Document text |
_____

Notice of Ordinary General Meeting
Nasdaq OMX Copenhagen A/S
Charlottenlund, 8 April 2024
Announcement no. 256
Notice of Ordinary General Meeting
The Board of Directors of German High Street Properties A/S
(CVR-no. 30691644) convenes the company's ordinary general meeting
to be held on Tuesday, April 30th, 2024, at 2 p.m.
at Søllerødvej 64, 2840
Holte.
Agenda:
1. The Board of Directors reports on the
company's activities in the past year.
2. Presentation of the revised annual report for
approval and notification of discharge for the Board of Directors
and management.
3. Adoption of the distribution of profits or
losses as proposed by the Board of Directors.
4. The Board of Directors proposal for board
remuneration 2024. Underneath is a presentation of the remuneration
report for indicative voting.
5. Election of auditors.
6. Election of members to the Board of
Directors. Mr. Walther Thygesen has announced that he will not seek
re-election to the Board of Directors.
7. Proposals from the Board of Directors or
shareholders.
- Proposal for adaptation of the authorization to carry out a
capital increase and change of the Articles of Association in
connection with this.
8. Authorization of the chairman of the general
meeting.
9. Any other business.
Complete agenda:
Re. 1 –
The Board of Directors
report on the
company's activities
in the past
year.
The Board of Directors report on the company's activities in
2023 will be presented at the ordinary general meeting.
Re. 2 –
Presentation of
the revised
annual report
for approval and
notification of
discharge for
the Board of Directors and
management.
The Board of Directors proposes that the general meeting approve
the company's annual report 2023 and grant discharge to the Board
of Directors and management.
Re. 3 –
Adoption of the
distribution of
profits or
losses as
proposed by the
Board of Directors.
The Board of Directors proposes that the general meeting approve
the proposal for profit distribution as per the annual report for
2023 and that the result be transferred to the next financial
year.
Re. 4 –
The Board of Directors
proposal for
remuneration 2024,
including presentation
of the
remuneration report
for an
indicative vote.
The Board of Directors proposes the following remuneration for
2024, which is unchanged compared to 2023:
Basic
fee: EUR
30,000 The chairman’s
fee 3
x Basic fee Board member’s
fee 1
x Basic fee For indicative voting:
Management’s fee EUR
120,000
The company has prepared a remuneration report for 2023. The
Board of Directors informs that the report has been prepared in
accordance with the company's remuneration policy and as a result
of requirements in §139b of the Companies Act to comply with
applicable legislation and recommendations for good corporate
governance.
Reference is also made to the remuneration report published on
the company's website.

_____

Information given |
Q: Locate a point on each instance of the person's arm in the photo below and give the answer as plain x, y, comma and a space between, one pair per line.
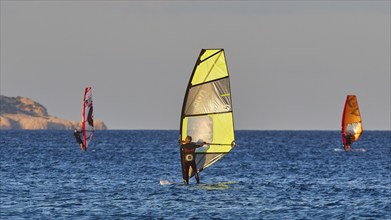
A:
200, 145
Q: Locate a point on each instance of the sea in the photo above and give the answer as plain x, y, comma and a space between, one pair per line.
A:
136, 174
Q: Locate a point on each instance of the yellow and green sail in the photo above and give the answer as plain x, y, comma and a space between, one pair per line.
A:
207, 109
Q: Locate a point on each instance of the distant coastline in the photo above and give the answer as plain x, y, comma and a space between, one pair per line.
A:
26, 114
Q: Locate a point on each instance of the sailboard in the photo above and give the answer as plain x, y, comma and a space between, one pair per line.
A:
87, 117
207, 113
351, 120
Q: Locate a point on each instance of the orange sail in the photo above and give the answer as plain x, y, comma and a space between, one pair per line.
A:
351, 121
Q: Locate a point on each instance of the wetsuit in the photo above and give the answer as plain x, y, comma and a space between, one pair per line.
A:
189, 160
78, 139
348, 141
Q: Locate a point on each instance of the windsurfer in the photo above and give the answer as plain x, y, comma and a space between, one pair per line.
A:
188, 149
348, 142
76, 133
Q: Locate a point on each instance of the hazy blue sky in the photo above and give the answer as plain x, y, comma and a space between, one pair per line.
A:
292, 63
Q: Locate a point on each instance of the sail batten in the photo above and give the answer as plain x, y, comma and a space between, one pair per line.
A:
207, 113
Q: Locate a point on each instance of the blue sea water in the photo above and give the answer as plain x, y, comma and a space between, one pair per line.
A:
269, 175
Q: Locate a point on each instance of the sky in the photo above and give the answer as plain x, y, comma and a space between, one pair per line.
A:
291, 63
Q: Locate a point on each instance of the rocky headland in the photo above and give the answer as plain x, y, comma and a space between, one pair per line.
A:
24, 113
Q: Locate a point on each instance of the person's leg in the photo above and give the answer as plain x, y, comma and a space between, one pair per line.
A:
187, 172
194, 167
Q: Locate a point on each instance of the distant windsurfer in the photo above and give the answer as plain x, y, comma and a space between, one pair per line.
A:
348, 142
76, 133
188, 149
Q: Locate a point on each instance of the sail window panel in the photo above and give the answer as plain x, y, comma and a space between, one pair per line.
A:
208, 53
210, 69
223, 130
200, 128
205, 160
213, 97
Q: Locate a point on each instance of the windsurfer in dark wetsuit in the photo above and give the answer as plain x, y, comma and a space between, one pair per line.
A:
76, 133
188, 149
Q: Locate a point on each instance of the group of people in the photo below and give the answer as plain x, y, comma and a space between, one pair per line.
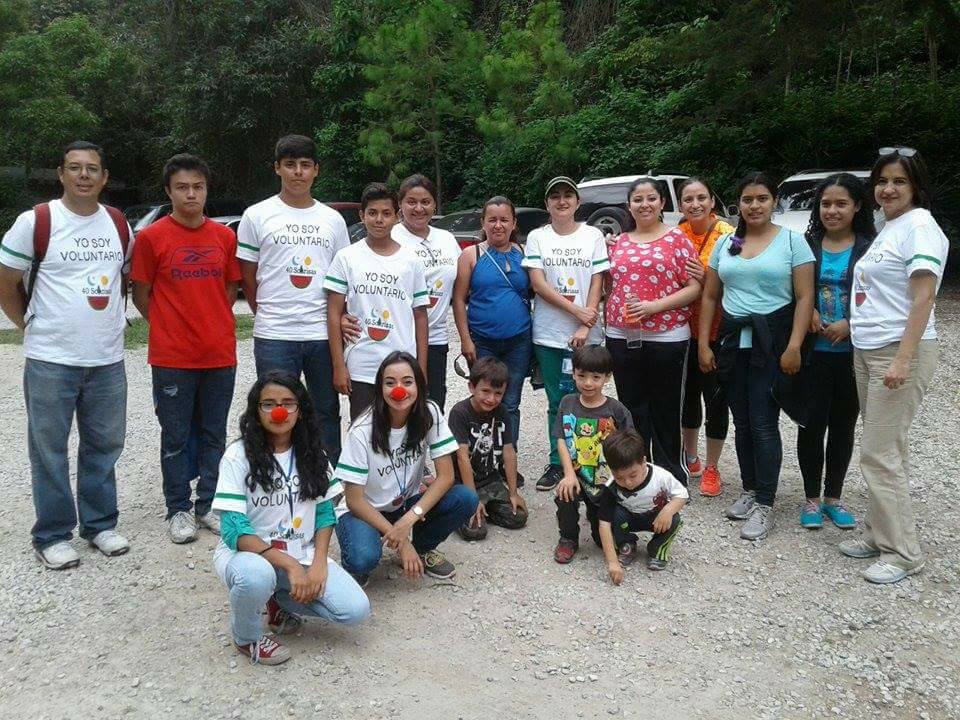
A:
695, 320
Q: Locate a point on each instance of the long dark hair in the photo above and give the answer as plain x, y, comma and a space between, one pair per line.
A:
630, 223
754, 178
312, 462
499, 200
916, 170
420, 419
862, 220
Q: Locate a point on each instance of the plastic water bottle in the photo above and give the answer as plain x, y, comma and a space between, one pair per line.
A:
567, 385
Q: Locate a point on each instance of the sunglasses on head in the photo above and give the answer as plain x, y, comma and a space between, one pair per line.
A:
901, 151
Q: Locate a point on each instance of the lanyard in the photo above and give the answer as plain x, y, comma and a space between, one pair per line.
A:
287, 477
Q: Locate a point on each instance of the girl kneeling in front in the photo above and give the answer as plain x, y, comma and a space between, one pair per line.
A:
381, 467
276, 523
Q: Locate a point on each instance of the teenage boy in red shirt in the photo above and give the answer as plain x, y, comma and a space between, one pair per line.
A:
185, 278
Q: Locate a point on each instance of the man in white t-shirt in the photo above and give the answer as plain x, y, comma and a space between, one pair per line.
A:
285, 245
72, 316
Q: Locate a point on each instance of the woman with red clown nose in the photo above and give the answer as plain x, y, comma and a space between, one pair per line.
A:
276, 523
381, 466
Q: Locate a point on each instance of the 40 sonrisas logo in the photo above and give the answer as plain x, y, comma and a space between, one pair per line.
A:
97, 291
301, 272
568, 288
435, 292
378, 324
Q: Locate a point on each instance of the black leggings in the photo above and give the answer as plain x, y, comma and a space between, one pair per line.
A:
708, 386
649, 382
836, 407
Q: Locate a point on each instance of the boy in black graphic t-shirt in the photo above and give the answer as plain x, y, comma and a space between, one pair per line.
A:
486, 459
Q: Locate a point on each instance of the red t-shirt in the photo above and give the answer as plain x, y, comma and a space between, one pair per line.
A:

_____

Required task 1 |
Sum up the meeting notice in two sentences.
Required task 2 |
Carry on the meeting notice from the point where it stops.
The listing plays no part here.

Response 1 |
The Board of Directors of German High Street Properties A/S calls the company's ordinary general meeting for Tuesday, April 30th, 2024, at 2 p.m. at Søllerødvej 64, 2840 Holte. The agenda covers the board's report, the annual report, profit distribution, remuneration, the election of auditors and board members, and a proposal on the capital increase authorization, and the board proposes approving the 2023 annual report, moving the result to the next financial year, and keeping 2024 board pay unchanged from 2023 with a basic fee of EUR 30,000.

Response 2 |
Re. 5 –
Election of
auditors
The Board of Directors proposes the re-election of
PricewaterhouseCoopers Statsautoriseret Revisionspartnerselskab
(CVR-no. 33771231) as the company's auditor. The Board of Directors
informs that the proposal has not been influenced by third parties
and is not subject to contractual terms which limit the general
meeting's choice of certain auditors or audit firms.
Re. 6 –
Election of
members to the
Board of Directors.
The Board of Directors proposes the re-election of Mr. Hans
Thygesen, Mrs. Jutta Steinert and Mr. Nikolaj Zethreaus to the
Board of Directors.
A description of each candidate's background and management
duties is attached as Appendix 1 and is also available on the
company's website, www.germanhighstreet.com.
Re. 7 –
Proposals from
the Board of Directors
or shareholders.
Proposal for adaptation of the authorization to carry
out a capital increase and amendment of the
Articles of Association in connection herewith.
The Board of Directors proposes that the articles of association
4.1-4.3. on authorization to increase the company's capital is
extended, so the board's authorization is extended until April
30th, 2029.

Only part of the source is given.